__SOURCE EXCERPT__:

Rising to the Climate Challenge: Better Understanding the Rural Rainstorm Flooding Disaster Risk Management Using Practical Insights from China
Abstract
In light of the challenges posed by climate change and rural revitalization, high-quality construction in rural areas is facing significant obstacles from rainstorm flooding. This study adopts a regional disaster system analysis framework and examines the characteristics of rural rainstorm flooding disasters, including the instability of the breeding environment, the hazard characteristics, and the vulnerability of the exposure. Using this framework, we explore the various causes of rainstorm flooding in rural China, assess the effectiveness of responses to these disasters, and examine the differences between urban and rural responses. Our analysis reveals that the increase in rainstorm flooding in rural China is a complex result of multiple factors, including increased risk, instability, and vulnerability. While rural areas have made some progress in monitoring and responding to rainstorm flooding disasters, they remain weaker than cities in terms of governance and disaster management systems. To address these challenges, we recommend increased attention to rural flood control and disaster reduction, stronger preparation for disaster prevention and reduction plans, enhanced rural disaster infrastructure defense, increased financial support for water conservancy projects, and stronger professional emergency response teams, disaster relief equipment, and materials. Additionally, we recommend strengthening disaster prevention and reduction education and publicity among rural residents to promote the ability to self-rescue and mutual rescue.

__DATA SECTION__:
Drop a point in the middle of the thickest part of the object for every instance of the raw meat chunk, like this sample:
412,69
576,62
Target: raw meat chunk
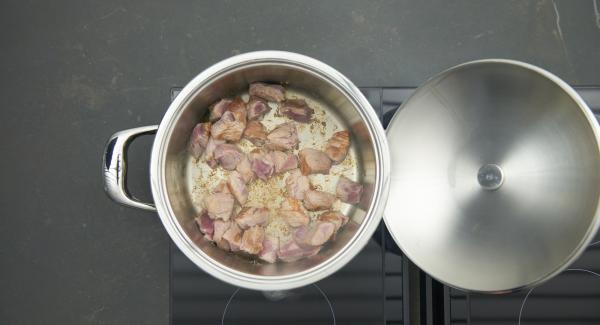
313,161
297,110
217,110
283,137
256,133
209,153
284,161
291,251
270,249
337,146
348,191
257,108
244,167
228,155
315,235
199,139
292,212
233,236
262,164
252,240
237,187
228,127
205,224
219,205
270,92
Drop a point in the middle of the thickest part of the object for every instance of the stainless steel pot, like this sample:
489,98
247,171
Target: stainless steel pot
170,165
496,176
495,183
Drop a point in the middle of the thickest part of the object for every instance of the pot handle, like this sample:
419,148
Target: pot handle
114,167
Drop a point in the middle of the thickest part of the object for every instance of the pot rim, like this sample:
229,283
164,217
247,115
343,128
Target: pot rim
325,268
592,123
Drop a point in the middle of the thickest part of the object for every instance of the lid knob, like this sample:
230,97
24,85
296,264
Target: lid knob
490,177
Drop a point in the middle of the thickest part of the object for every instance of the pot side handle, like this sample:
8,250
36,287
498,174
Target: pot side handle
114,167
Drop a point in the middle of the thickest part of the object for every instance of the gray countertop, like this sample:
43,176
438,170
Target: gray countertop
75,72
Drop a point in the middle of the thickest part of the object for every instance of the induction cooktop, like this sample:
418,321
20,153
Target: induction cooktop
380,286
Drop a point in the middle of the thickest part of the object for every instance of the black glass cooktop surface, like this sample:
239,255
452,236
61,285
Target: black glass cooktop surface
379,286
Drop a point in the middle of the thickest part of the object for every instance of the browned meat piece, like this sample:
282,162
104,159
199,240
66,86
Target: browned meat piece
274,93
244,167
283,137
291,251
209,153
206,225
219,205
313,161
199,139
238,108
316,235
335,217
270,249
221,228
318,200
252,240
252,216
217,110
348,191
284,161
296,184
257,108
228,128
228,155
237,187
337,146
297,110
262,164
256,133
233,236
293,213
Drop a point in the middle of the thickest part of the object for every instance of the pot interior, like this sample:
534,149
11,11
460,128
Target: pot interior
182,171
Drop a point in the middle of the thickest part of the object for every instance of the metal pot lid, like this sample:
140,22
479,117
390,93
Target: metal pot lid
495,180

__REQUIREMENT A__: According to the rural flooding abstract, in which areas do rural regions remain weaker than cities?
__REQUIREMENT B__: Carry on writing the rural flooding abstract, starting right after its final sentence.
The entries come from a separate source and are not part of the rural flooding abstract.

__TASK OUTPUT A__: Governance and disaster management systems.

__TASK OUTPUT B__:
Practical Applications
The disastrous impact of climate change and resulting extreme weather events on rural areas has become increasingly evident in recent years. China’s vast rural areas have been particularly affected by frequent rainstorm flooding disasters. This paper identifies the increase in rainstorms, the instability of the disaster breeding environment in rural areas, and the increased vulnerability of exposures in these areas as the main reasons behind the intensification of rural rainstorm flooding. To mitigate the impact of these disasters, attention should be paid to natural disaster risk management, normalized flood control, and disaster reduction in rural areas. This requires overall coordination of rural disaster prevention and reduction planning, emphasis on improving the defense capacity of rural areas, increasing financial support for defensive water conservancy projects, promoting the construction of professional emergency rescue teams in rural areas, scientifically distributing flood prevention and disaster relief equipment and materials, strengthening publicity and education on disaster prevention and reduction, and enhancing rural disaster prevention awareness and self-rescue and mutual rescue capabilities.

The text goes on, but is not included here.